* **作業内容**
**A.** 引用文をもとに、次の問いに答えてください。
(i) Pythonが「フリー・フォーマット」ではないとされるのは、ブロックに何を使わないからですか。
(ii) ブロックを表現するときにインデントしていない場合、何を無視していることになるとされていますか。
(iii) コードを読む人には、誰も含まれるとされていますか。
**B.** 引用文のうち、「スタイルが自由、というのはなるほど、コーディングする立場に」から「強制されるのが嫌い、という方、「ブロックはブレースで囲む」」までの部分をすべて、一字も変えずに書き写してください。

* **引用文**
·····

作者: 機械伯爵
日時: 2002/3/2(10:03)
P-2 インデントブロック論争 〜カッコつけず、頭をさげろ〜

 Python という言語を実際つかって見たとき、誰もが戸惑うのがこ
の字下げによるブロック記述ではないでしょうか。

 とくに、スタイリッシュな LISP 使い *1 には、ブロックにカッ
コを必要としないPythonの記述にノイローゼになるかもしれません
(大嘘)。

 ブロックにブレース ({} のこと) を使わない以上、Pythonはモダ
ンな言語の必須条件ともいえる「フリー・フォーマット」ではない、
ということです。

 なんて旧式な…これだから「教育用言語 *2」はダサいんだ…

 他言語の支持者の嘲笑が目に浮かぶようです。

 う〜ん…でもねえ…

 そういう貴方、ブロックを表現するとき、インデントしてないん
ですか?

 「してない」というなら、コーディングのセオリー *3 を無視し
てるわけですから、あまり誉められたことじゃないですし、「して
る」というなら、カッコを書かないだけ、Pythonって楽だと思うん
ですけどね。

 スタイルが自由、というのはなるほど、コーディングする立場に
あれば確かに便利です。

 しかし、読む立場になればどうでしょう?

 フォーマットが定まっていない文書は、非常に読みにくいのでは
ないでしょうか?(コードを読む人には、未来の自分も含まれるこ
とをお忘れなく)

 強制されるのが嫌い、という方、「ブロックはブレースで囲む」
という強制的なルールは問題ないのでしょうか?

·····

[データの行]

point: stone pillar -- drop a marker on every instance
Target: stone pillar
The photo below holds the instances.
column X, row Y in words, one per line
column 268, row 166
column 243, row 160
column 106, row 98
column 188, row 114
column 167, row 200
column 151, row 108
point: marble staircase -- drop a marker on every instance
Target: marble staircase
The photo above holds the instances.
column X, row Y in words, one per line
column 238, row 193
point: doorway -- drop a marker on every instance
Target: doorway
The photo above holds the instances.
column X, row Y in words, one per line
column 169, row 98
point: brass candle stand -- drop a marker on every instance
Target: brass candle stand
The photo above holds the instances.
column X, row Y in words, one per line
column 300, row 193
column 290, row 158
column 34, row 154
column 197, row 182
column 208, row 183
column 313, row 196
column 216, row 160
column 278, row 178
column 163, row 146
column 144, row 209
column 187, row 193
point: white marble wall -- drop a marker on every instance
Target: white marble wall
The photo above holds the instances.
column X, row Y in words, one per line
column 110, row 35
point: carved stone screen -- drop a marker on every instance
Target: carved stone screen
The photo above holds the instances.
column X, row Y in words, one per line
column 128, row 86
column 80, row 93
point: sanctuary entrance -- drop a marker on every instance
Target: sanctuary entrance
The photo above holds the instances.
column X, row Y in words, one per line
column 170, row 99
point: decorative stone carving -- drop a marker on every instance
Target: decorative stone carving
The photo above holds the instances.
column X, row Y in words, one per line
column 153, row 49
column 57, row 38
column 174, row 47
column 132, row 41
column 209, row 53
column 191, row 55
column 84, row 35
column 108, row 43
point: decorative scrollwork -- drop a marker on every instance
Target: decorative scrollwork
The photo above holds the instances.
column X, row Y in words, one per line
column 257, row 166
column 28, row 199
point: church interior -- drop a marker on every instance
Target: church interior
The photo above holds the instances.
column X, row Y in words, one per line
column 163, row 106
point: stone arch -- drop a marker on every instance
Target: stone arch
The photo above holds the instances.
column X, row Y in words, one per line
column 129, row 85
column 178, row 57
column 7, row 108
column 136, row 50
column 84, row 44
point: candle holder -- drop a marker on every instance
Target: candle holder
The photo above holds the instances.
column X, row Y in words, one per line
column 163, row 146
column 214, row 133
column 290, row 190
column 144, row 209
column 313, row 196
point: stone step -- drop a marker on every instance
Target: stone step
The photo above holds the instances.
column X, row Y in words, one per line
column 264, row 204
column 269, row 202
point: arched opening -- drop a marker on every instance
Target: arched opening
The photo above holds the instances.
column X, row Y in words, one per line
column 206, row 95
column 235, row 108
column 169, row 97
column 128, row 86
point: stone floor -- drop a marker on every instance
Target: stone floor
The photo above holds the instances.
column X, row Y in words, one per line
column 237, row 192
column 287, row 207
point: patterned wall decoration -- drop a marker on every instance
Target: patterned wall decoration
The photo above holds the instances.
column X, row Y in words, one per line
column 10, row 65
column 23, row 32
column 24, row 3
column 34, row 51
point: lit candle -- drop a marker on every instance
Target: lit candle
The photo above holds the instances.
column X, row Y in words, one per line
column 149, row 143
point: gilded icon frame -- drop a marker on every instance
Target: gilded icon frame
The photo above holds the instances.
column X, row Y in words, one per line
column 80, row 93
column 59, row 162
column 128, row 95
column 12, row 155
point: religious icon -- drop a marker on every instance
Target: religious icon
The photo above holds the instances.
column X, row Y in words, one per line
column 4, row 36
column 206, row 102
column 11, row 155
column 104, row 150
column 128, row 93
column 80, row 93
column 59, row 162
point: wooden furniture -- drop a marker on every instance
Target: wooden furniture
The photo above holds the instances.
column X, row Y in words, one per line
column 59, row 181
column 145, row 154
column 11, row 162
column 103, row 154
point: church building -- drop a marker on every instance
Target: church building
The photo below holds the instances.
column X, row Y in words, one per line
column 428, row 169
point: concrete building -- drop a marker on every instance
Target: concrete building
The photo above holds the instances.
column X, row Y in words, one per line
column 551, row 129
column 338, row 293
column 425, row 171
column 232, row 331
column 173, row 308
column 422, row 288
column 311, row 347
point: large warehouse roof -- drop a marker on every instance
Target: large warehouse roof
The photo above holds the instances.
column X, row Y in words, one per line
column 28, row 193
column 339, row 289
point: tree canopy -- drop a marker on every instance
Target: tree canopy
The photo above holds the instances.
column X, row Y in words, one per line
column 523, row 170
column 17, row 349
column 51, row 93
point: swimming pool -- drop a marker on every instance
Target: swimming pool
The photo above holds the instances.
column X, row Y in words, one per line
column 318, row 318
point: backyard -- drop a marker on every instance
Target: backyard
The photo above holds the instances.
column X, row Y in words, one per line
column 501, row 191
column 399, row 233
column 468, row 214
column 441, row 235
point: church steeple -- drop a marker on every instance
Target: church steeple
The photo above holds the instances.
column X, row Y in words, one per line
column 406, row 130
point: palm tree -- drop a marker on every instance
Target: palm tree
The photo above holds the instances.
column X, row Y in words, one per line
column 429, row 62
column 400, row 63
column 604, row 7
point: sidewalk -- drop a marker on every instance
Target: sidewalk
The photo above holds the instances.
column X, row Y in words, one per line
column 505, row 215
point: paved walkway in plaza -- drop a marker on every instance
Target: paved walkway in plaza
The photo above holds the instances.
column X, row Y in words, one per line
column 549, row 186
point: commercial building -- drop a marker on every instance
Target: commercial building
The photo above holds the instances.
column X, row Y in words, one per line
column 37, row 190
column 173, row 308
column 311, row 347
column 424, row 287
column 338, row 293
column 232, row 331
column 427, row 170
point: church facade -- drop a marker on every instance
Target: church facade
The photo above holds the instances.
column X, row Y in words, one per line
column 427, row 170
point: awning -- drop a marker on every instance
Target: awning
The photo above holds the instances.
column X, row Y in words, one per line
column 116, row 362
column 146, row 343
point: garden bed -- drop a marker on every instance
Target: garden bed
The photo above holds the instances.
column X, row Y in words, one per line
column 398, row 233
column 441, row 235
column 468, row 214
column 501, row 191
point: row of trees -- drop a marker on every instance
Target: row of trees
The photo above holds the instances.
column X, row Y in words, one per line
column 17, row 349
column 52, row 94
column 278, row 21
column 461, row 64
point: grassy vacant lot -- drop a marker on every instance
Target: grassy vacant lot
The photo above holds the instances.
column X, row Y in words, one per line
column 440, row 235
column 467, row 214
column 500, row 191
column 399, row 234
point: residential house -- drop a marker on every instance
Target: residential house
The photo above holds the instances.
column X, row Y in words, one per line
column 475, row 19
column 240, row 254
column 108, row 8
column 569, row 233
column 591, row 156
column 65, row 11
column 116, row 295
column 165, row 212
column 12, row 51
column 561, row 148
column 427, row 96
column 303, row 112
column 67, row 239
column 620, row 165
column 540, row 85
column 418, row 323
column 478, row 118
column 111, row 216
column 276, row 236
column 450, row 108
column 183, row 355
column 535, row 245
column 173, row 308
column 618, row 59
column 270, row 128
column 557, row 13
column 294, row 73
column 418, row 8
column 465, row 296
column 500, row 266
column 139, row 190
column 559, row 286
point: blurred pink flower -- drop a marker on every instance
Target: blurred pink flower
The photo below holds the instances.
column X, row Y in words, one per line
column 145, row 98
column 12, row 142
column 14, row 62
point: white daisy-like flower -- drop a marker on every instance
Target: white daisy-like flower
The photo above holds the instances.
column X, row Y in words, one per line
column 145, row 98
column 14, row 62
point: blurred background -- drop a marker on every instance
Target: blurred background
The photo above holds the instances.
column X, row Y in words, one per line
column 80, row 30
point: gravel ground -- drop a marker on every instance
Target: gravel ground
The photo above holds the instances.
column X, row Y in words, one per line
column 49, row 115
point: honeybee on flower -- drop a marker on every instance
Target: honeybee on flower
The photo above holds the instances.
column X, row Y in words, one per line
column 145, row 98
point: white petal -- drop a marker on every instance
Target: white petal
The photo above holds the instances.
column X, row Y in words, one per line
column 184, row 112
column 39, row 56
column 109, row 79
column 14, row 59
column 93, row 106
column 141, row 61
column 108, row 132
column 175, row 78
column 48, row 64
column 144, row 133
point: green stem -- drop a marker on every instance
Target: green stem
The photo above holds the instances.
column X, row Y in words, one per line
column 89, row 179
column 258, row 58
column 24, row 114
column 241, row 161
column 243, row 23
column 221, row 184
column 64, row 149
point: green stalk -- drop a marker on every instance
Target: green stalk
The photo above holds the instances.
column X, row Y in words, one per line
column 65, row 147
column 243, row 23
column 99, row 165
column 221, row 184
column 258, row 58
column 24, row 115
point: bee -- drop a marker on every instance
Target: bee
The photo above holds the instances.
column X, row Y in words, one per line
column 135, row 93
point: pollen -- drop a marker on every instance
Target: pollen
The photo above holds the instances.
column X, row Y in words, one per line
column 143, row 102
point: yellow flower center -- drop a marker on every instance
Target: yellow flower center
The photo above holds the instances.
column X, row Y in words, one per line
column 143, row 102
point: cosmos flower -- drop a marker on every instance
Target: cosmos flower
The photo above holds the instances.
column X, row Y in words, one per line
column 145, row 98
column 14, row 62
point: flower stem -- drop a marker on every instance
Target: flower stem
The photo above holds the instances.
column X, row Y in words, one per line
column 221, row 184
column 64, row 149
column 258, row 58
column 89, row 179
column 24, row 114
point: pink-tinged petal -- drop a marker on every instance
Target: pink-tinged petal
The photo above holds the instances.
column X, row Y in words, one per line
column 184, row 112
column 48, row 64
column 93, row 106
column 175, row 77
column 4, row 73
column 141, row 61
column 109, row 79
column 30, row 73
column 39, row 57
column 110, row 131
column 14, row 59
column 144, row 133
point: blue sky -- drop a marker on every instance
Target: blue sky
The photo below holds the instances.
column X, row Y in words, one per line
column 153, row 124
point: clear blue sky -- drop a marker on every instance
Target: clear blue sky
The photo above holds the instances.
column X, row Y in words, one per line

·····

* **解答一覧**
**A.**
(i) ブレース({})を使わないからです。
(ii) コーディングのセオリーを無視していることになります。
(iii) 未来の自分も含まれます。

**B.**
スタイルが自由、というのはなるほど、コーディングする立場に
あれば確かに便利です。

 しかし、読む立場になればどうでしょう?

 フォーマットが定まっていない文書は、非常に読みにくいのでは
ないでしょうか?(コードを読む人には、未来の自分も含まれるこ
とをお忘れなく)

 強制されるのが嫌い、という方、「ブロックはブレースで囲む」